Directions = Please format the stretch from the line containing "outline grass" through the line containing "167L271 204L190 155L5", both ends included, as a Markdown table with the columns Number and Line text, numbering each line and skipping any blank ones.

Items =
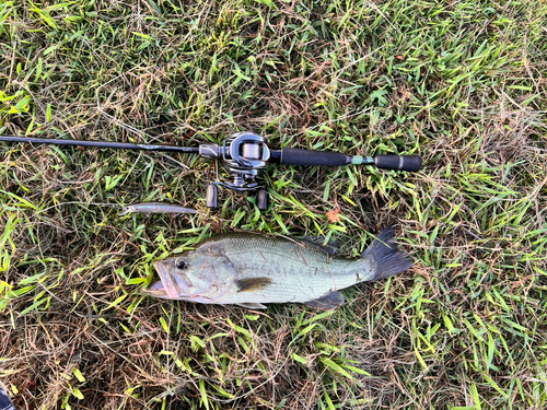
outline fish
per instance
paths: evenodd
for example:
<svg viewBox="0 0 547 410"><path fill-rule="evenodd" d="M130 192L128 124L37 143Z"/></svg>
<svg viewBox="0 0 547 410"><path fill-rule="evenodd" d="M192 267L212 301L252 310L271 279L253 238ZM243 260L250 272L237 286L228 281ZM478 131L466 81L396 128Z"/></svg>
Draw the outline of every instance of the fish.
<svg viewBox="0 0 547 410"><path fill-rule="evenodd" d="M235 233L212 236L153 266L160 281L142 292L160 298L253 309L269 303L333 309L345 303L340 290L404 272L414 260L397 250L389 226L352 259L309 239Z"/></svg>
<svg viewBox="0 0 547 410"><path fill-rule="evenodd" d="M119 215L127 215L132 212L141 213L196 213L197 211L191 208L184 208L183 206L176 203L164 203L164 202L142 202L133 203L124 207Z"/></svg>

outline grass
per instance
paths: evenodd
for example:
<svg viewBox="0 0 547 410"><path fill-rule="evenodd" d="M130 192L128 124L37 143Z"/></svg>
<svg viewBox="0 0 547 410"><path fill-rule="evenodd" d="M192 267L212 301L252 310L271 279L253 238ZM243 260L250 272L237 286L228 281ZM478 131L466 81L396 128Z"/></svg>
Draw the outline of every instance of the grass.
<svg viewBox="0 0 547 410"><path fill-rule="evenodd" d="M271 167L271 204L190 155L5 145L0 383L18 409L543 409L545 1L3 1L0 133L420 154L423 171ZM190 216L119 206L176 201ZM339 209L340 221L327 213ZM139 295L220 232L395 224L415 269L323 313Z"/></svg>

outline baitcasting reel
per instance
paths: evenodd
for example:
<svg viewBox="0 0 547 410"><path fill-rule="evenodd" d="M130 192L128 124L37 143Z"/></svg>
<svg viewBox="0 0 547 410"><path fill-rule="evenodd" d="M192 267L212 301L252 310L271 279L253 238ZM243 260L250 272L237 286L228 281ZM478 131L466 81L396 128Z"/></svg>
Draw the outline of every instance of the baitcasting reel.
<svg viewBox="0 0 547 410"><path fill-rule="evenodd" d="M238 132L224 140L222 145L199 145L199 154L212 160L222 160L224 168L232 174L233 183L210 183L207 188L207 207L217 208L218 186L243 191L257 190L256 206L268 209L268 192L255 178L268 166L271 152L268 140L252 132Z"/></svg>

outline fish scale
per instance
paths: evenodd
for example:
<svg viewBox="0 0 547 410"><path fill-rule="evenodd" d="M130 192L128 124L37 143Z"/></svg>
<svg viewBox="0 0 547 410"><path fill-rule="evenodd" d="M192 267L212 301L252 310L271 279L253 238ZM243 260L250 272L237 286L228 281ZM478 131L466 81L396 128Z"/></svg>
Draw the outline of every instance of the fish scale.
<svg viewBox="0 0 547 410"><path fill-rule="evenodd" d="M225 235L198 247L220 247L238 272L240 278L270 278L272 283L263 290L233 293L223 301L245 303L307 302L328 292L358 283L357 273L365 280L371 269L366 259L330 257L316 245L270 238L258 235Z"/></svg>
<svg viewBox="0 0 547 410"><path fill-rule="evenodd" d="M403 272L412 259L397 250L388 227L353 259L330 256L307 241L228 234L154 266L161 282L144 293L158 297L255 308L289 302L333 308L344 303L339 290Z"/></svg>

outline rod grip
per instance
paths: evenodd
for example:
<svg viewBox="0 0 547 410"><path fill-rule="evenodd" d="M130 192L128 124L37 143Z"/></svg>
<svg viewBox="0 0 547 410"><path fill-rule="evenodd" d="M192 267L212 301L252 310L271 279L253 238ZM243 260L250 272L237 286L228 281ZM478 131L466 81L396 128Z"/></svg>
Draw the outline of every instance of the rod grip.
<svg viewBox="0 0 547 410"><path fill-rule="evenodd" d="M377 155L374 164L382 169L418 172L421 168L419 155Z"/></svg>
<svg viewBox="0 0 547 410"><path fill-rule="evenodd" d="M344 166L348 164L348 157L346 154L340 152L282 148L281 164L303 166Z"/></svg>

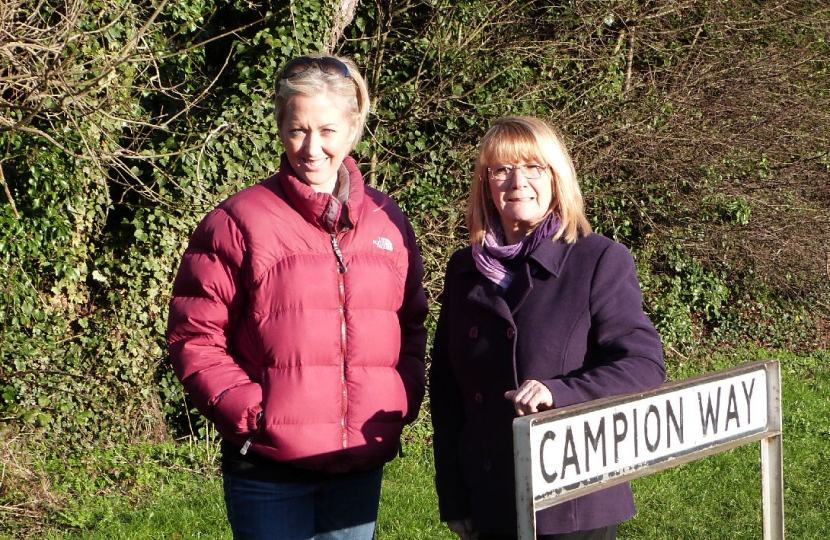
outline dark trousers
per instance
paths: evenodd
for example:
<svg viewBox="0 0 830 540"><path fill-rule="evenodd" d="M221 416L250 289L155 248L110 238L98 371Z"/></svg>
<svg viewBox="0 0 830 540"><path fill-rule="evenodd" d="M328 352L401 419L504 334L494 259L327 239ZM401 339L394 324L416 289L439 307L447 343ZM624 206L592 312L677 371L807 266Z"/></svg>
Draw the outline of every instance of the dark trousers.
<svg viewBox="0 0 830 540"><path fill-rule="evenodd" d="M617 526L603 527L602 529L591 529L590 531L576 531L565 534L540 534L537 540L616 540ZM515 536L509 534L486 534L481 533L478 540L516 540Z"/></svg>

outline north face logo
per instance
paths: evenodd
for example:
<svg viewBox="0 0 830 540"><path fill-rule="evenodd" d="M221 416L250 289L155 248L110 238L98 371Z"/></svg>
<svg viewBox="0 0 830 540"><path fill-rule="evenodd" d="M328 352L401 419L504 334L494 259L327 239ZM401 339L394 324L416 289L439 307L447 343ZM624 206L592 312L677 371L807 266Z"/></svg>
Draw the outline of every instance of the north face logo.
<svg viewBox="0 0 830 540"><path fill-rule="evenodd" d="M378 236L377 238L372 240L372 243L378 249L383 249L383 250L386 250L386 251L392 251L392 241L389 240L388 238Z"/></svg>

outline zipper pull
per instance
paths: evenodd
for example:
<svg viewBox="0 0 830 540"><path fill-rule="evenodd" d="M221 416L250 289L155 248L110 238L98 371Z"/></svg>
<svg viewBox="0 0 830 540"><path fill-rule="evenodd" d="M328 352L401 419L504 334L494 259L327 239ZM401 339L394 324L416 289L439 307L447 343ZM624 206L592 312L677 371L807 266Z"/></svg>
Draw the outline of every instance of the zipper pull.
<svg viewBox="0 0 830 540"><path fill-rule="evenodd" d="M346 268L346 263L343 262L343 253L340 251L340 246L337 245L337 233L331 233L331 247L334 249L334 255L340 265L340 273L345 274L348 268Z"/></svg>
<svg viewBox="0 0 830 540"><path fill-rule="evenodd" d="M239 449L239 453L242 454L243 456L248 455L248 449L251 447L251 445L253 443L254 443L254 436L251 435L250 437L248 437L248 440L245 441L245 444L242 445L242 448Z"/></svg>

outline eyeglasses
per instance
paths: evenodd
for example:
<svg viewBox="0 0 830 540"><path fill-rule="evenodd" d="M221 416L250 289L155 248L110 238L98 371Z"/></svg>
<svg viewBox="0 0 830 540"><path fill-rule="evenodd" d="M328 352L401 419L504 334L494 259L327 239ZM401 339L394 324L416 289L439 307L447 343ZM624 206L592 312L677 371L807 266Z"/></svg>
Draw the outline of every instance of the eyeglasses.
<svg viewBox="0 0 830 540"><path fill-rule="evenodd" d="M522 176L528 180L538 180L542 177L542 171L547 168L547 165L528 163L527 165L500 165L498 167L487 167L487 172L490 173L490 178L500 182L510 178L513 171L522 171Z"/></svg>
<svg viewBox="0 0 830 540"><path fill-rule="evenodd" d="M344 78L352 76L348 66L332 56L322 56L320 58L298 56L285 64L285 67L282 68L282 77L280 78L290 79L291 77L296 77L300 73L305 73L313 67L316 67L323 73L328 73L329 75L340 75Z"/></svg>

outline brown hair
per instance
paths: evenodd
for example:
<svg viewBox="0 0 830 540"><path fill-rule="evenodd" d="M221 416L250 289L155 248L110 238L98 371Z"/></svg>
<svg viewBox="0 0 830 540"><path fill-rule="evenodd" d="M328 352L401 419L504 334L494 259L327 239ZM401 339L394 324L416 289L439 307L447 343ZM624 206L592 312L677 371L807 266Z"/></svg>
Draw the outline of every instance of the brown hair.
<svg viewBox="0 0 830 540"><path fill-rule="evenodd" d="M360 75L357 64L349 58L321 53L309 54L307 56L309 58L336 58L349 68L349 76L344 77L339 73L326 73L321 69L315 68L307 69L289 79L283 79L281 78L281 69L274 85L276 93L274 100L274 118L277 121L277 128L279 129L282 123L286 105L292 97L296 95L317 96L320 94L328 94L329 96L339 98L345 107L343 112L349 115L357 125L357 134L352 141L352 146L349 151L354 150L354 147L360 141L360 137L363 134L366 118L369 116L370 102L366 80Z"/></svg>
<svg viewBox="0 0 830 540"><path fill-rule="evenodd" d="M582 191L576 180L573 161L562 137L546 122L532 116L500 118L490 127L478 149L473 185L467 200L467 228L470 243L483 243L484 234L498 220L490 195L487 167L494 163L537 161L550 173L553 197L550 211L562 220L553 239L575 242L591 232L585 217Z"/></svg>

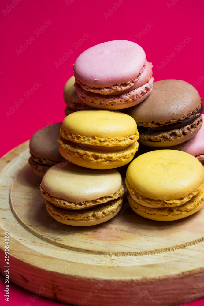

Task solution =
| Number | Line text |
|---|---|
| 1 | outline grass |
| 2 | per instance |
| 3 | paths: evenodd |
| 4 | for example: |
| 5 | <svg viewBox="0 0 547 410"><path fill-rule="evenodd" d="M130 192L128 124L37 143Z"/></svg> |
| 6 | <svg viewBox="0 0 547 410"><path fill-rule="evenodd" d="M192 267L212 301L252 310L271 279L253 238ZM243 260L250 272L237 286L228 281ZM478 131L466 81L396 128Z"/></svg> |
| 7 | Draw the outline of every instance of the grass. |
| 8 | <svg viewBox="0 0 547 410"><path fill-rule="evenodd" d="M271 167L271 204L190 155L5 145L0 383L18 409L543 409L545 1L3 1L0 133L420 154L423 171ZM190 216L119 206L176 201ZM339 209L340 221L327 213ZM139 295L220 232L395 224L415 269L323 313Z"/></svg> |